TEXTO FORNECIDO →

**********

Nem mesmo o status social salva as famílias brasileiras do aperto financeiro imposto no país depois que a pandemia do coronavírus agravou a crise econômica instalada no país no fim de 2019. Retrato dessa face preocupante do Brasil, que afeta pobres e ricos, a alta inadimplência é também uma espécie de calcanhar de Aquiles. Ela ronda as perspectivas de recuperação do país neste ano, também prejudicadas pelo negacionismo do governo federal agora apresentando parcela da sua conta no ritmo lento e incerto da campanha de vacinação contra a covid-19.
Não há como avançar em qualquer medida de recuperação da economia sem atenção redobrada à expressão que a inadimplência ganhou, ainda que alguns indicadores tenham mostrado queda da taxa no fim de 2020. Quem dera que esse indicador dissesse tudo sobre o calote financeiro. Pelo segundo mês em janeiro subiu a proporção de famílias endividadas, seja no cheque pré-datado, seja no cartão de crédito, cheque especial, carnês de lojas, crédito consignado, empréstimo pessoal, financiamento de carros ou da casa própria, segundo pesquisa da Confederação Nacional do Comércio de Bens, Serviços e Turismo (CNC).
Alcançou 66,5%, portanto mais de dois terços, o percentual das famílias brasileiras que informaram ter dívidas a pagar. Depois de três reduções captadas pelo levantamento, aqueles grupos com renda de até 10 salários mínimos viram o seu endividamento crescer, representando 67,9% do total em janeiro. No mesmo mês de 2020, eles representavam universo de 66,4%.
Entre a população com rendimentos superiores a 10 salários mínimos, a proporção de endividados também cresceu para 60,7% no mês passado. Esse percentual esteve em 60,9% em janeiro de 2020 e 60% em dezembro último. Os números podem indicar que no caso das famílias mais pobres a falta do auxílio emergencial é fato e já não pode ser contestada. Para os abastados, a análise mais próxima da realidade é a de que eles estão voltando ao consumo, o que é muito bem-vindo para a economia, mas o momento não permite ilusões.

**********

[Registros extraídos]
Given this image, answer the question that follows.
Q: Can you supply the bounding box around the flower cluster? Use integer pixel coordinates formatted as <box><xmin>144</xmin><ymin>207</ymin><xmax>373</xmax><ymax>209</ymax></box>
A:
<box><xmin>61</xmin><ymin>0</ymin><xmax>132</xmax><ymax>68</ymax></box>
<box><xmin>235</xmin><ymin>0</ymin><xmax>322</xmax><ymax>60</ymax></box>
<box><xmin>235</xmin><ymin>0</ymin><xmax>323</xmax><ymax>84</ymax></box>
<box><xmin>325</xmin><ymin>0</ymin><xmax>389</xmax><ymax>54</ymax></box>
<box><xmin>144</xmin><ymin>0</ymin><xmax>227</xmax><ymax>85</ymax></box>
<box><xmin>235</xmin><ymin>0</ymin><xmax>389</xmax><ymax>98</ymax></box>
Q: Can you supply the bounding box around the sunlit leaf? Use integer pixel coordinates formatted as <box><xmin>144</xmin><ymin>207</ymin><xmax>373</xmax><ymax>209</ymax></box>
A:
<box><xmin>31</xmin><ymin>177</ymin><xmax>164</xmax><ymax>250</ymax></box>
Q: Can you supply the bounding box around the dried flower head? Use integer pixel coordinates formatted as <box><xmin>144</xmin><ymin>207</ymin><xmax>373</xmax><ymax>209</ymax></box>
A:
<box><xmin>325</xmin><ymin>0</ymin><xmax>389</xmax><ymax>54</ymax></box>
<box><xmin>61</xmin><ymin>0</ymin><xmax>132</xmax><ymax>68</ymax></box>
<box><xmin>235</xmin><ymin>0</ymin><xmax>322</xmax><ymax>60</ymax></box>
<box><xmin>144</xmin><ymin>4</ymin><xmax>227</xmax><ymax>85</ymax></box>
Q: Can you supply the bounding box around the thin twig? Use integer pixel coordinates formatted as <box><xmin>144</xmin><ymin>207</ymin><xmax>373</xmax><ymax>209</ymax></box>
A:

**********

EXPERIMENTE → Reproduza integralmente, sem qualquer alteração, o texto sobre o endividamento das famílias brasileiras.

RESPOSTA A SEGUIR →
Nem mesmo o status social salva as famílias brasileiras do aperto financeiro imposto no país depois que a pandemia do coronavírus agravou a crise econômica instalada no país no fim de 2019. Retrato dessa face preocupante do Brasil, que afeta pobres e ricos, a alta inadimplência é também uma espécie de calcanhar de Aquiles. Ela ronda as perspectivas de recuperação do país neste ano, também prejudicadas pelo negacionismo do governo federal agora apresentando parcela da sua conta no ritmo lento e incerto da campanha de vacinação contra a covid-19.
Não há como avançar em qualquer medida de recuperação da economia sem atenção redobrada à expressão que a inadimplência ganhou, ainda que alguns indicadores tenham mostrado queda da taxa no fim de 2020. Quem dera que esse indicador dissesse tudo sobre o calote financeiro. Pelo segundo mês em janeiro subiu a proporção de famílias endividadas, seja no cheque pré-datado, seja no cartão de crédito, cheque especial, carnês de lojas, crédito consignado, empréstimo pessoal, financiamento de carros ou da casa própria, segundo pesquisa da Confederação Nacional do Comércio de Bens, Serviços e Turismo (CNC).
Alcançou 66,5%, portanto mais de dois terços, o percentual das famílias brasileiras que informaram ter dívidas a pagar. Depois de três reduções captadas pelo levantamento, aqueles grupos com renda de até 10 salários mínimos viram o seu endividamento crescer, representando 67,9% do total em janeiro. No mesmo mês de 2020, eles representavam universo de 66,4%.
Entre a população com rendimentos superiores a 10 salários mínimos, a proporção de endividados também cresceu para 60,7% no mês passado. Esse percentual esteve em 60,9% em janeiro de 2020 e 60% em dezembro último. Os números podem indicar que no caso das famílias mais pobres a falta do auxílio emergencial é fato e já não pode ser contestada. Para os abastados, a análise mais próxima da realidade é a de que eles estão voltando ao consumo, o que é muito bem-vindo para a economia, mas o momento não permite ilusões.